What lines in the records below hold the string "road"? Please show them.

BEGIN Provided entries

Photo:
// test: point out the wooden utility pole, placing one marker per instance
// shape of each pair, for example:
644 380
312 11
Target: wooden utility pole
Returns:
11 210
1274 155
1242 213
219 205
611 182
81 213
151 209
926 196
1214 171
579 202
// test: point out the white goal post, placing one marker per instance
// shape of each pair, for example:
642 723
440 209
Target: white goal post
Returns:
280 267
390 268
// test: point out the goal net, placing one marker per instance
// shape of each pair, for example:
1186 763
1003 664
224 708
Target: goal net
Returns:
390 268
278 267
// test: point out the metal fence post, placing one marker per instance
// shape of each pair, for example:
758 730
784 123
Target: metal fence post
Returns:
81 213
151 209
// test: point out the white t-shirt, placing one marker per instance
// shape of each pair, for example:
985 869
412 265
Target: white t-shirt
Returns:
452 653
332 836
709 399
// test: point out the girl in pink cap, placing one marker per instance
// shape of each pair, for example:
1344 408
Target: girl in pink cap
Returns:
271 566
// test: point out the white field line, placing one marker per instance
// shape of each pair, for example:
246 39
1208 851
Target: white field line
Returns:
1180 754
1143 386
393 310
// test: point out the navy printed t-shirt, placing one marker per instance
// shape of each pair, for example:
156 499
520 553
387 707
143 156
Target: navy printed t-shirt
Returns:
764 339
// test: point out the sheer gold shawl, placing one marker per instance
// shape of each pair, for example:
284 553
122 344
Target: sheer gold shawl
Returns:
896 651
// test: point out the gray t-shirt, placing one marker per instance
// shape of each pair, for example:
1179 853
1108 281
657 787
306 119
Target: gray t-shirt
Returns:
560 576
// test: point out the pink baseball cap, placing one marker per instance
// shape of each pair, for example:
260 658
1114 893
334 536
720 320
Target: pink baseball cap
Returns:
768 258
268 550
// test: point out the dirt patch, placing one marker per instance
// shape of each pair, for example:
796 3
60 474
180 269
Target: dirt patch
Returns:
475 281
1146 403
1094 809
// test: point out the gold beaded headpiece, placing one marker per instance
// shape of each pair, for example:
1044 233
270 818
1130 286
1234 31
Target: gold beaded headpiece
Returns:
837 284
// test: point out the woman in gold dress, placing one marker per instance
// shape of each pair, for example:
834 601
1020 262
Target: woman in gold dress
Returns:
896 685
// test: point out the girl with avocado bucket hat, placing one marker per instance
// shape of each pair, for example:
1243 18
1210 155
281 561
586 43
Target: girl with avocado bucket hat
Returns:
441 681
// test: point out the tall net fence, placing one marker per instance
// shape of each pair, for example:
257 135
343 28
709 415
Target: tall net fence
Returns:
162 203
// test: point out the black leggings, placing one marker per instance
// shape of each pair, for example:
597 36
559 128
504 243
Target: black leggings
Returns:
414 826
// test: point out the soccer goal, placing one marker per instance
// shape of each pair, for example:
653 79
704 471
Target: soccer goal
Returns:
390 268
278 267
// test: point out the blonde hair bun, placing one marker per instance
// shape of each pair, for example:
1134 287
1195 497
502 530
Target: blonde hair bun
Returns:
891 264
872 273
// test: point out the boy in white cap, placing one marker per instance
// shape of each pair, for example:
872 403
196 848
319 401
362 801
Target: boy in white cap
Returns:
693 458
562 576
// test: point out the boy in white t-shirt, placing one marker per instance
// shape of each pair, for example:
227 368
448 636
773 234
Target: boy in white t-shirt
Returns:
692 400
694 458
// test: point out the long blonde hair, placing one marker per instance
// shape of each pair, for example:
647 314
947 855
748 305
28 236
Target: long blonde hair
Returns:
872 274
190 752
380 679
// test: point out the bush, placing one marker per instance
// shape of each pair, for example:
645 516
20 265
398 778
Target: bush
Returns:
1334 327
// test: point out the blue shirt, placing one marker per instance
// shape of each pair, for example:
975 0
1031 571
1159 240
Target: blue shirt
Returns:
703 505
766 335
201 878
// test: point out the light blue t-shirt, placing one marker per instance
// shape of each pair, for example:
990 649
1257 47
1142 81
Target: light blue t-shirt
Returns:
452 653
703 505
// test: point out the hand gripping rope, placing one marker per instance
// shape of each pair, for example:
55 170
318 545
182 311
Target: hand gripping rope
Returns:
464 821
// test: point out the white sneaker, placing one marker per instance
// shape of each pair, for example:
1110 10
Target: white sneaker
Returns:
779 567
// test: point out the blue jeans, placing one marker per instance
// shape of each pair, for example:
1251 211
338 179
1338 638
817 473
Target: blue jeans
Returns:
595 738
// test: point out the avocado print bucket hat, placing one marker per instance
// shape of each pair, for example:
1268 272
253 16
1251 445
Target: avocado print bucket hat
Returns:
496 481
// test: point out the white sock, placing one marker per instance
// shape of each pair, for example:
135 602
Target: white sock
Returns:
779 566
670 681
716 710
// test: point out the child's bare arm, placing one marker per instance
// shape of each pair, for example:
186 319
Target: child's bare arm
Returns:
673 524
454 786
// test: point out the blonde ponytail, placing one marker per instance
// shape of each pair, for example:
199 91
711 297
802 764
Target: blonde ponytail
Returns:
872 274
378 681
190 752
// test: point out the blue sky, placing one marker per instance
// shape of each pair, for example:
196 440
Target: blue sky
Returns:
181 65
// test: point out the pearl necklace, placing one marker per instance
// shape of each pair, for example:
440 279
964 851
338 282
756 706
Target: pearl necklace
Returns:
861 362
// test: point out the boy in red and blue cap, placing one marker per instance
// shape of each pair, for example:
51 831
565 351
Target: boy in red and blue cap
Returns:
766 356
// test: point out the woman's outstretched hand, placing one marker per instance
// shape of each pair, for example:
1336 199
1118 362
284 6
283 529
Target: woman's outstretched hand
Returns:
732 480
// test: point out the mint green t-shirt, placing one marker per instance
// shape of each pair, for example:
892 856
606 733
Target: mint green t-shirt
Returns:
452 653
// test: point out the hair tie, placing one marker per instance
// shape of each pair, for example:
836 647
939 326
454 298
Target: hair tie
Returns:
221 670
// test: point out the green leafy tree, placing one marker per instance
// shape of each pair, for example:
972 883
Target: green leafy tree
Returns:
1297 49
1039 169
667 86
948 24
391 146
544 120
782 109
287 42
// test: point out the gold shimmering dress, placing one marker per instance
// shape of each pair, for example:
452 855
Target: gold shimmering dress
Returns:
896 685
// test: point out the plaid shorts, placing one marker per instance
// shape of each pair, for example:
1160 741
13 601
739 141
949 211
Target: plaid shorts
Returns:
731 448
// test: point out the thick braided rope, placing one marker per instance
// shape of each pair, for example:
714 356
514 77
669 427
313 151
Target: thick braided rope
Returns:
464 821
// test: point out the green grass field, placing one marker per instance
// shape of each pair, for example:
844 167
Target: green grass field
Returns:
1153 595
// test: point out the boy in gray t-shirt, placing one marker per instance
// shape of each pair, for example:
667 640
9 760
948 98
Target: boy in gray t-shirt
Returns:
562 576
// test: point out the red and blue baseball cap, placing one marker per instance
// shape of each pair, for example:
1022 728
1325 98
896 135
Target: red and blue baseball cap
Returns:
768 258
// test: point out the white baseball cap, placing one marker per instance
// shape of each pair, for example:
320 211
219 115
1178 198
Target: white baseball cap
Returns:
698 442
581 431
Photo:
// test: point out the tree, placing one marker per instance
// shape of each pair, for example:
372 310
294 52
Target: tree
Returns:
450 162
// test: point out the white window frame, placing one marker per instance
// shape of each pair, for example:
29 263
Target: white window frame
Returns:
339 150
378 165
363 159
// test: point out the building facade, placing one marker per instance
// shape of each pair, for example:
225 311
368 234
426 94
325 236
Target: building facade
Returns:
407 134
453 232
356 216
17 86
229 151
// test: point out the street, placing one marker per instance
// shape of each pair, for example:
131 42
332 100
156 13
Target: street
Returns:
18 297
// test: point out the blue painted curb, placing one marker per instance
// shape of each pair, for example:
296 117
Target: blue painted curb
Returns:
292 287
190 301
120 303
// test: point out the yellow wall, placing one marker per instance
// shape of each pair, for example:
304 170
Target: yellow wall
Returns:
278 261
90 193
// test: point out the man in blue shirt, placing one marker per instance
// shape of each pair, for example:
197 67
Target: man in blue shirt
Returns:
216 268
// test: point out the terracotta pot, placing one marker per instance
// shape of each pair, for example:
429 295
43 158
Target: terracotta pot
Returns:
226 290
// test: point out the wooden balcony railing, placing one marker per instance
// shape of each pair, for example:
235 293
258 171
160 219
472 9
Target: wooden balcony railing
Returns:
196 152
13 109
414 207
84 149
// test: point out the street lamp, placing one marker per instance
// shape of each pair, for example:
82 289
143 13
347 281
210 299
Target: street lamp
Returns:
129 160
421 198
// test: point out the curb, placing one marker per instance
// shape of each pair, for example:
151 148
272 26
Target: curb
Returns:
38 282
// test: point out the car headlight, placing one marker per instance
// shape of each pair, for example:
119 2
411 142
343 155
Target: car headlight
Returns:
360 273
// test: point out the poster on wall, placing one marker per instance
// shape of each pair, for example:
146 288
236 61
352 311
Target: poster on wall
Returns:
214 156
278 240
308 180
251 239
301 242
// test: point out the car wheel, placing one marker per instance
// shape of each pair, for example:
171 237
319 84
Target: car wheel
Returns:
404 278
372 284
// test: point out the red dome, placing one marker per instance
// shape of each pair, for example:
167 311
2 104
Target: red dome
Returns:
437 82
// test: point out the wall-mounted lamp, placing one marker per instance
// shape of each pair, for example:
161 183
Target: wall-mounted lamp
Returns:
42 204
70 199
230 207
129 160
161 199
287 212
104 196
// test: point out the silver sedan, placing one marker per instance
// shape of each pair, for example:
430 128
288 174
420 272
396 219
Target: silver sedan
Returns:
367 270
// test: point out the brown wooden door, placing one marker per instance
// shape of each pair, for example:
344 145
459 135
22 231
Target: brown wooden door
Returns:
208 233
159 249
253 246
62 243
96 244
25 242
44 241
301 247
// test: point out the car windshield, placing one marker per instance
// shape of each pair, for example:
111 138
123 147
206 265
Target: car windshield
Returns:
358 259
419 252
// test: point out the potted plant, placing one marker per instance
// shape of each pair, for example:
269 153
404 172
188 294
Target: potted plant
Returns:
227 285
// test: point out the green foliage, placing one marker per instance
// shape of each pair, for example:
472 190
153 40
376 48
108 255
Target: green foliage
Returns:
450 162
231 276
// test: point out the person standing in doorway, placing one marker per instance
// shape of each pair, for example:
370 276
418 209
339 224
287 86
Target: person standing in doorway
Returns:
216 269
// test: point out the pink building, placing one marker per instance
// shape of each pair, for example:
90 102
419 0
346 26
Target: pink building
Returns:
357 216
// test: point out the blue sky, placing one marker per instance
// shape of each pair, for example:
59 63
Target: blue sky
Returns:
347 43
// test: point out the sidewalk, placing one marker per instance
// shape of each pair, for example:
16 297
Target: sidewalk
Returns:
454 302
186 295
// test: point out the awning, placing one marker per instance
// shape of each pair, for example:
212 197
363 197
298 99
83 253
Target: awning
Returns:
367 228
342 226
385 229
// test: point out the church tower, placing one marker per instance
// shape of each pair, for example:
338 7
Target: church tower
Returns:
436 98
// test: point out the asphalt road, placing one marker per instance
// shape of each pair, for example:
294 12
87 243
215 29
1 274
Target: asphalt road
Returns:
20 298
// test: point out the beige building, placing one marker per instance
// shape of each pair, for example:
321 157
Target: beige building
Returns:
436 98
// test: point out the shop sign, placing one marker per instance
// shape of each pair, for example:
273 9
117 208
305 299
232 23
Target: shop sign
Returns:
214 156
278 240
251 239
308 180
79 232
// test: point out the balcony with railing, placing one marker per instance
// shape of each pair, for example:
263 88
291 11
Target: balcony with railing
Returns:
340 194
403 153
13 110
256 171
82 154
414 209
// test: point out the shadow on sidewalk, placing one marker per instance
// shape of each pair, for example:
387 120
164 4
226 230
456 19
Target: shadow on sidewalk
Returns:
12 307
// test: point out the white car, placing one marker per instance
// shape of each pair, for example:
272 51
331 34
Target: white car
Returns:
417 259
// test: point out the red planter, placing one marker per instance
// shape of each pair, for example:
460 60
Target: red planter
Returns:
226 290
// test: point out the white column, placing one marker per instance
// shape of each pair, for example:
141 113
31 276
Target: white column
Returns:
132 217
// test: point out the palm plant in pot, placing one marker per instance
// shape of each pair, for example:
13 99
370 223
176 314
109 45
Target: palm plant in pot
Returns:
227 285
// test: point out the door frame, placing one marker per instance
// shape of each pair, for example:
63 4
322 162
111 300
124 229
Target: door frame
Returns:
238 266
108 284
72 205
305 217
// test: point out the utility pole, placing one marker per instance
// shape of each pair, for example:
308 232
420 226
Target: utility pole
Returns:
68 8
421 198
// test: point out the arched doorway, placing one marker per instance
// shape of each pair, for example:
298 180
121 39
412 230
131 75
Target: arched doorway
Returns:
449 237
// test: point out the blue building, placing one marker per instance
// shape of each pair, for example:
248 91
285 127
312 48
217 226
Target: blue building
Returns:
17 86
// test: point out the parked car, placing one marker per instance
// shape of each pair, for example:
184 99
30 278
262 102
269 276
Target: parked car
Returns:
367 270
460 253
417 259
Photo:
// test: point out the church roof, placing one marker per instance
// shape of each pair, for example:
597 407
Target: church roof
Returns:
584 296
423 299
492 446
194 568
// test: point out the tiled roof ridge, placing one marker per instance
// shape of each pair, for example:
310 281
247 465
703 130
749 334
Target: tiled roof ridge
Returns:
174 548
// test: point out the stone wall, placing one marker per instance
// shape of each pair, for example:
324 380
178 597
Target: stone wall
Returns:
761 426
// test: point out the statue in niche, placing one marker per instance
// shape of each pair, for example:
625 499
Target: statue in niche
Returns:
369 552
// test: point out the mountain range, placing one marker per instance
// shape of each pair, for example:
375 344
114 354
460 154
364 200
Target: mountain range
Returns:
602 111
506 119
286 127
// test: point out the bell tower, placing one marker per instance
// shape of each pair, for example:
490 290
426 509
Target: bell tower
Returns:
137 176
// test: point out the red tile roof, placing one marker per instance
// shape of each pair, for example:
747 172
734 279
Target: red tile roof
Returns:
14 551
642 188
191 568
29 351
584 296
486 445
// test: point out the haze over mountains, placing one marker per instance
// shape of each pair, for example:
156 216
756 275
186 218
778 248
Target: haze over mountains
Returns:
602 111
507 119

END Provided entries

Answer box –
// test: point out the asphalt road, placing one marker per instance
Target: asphalt road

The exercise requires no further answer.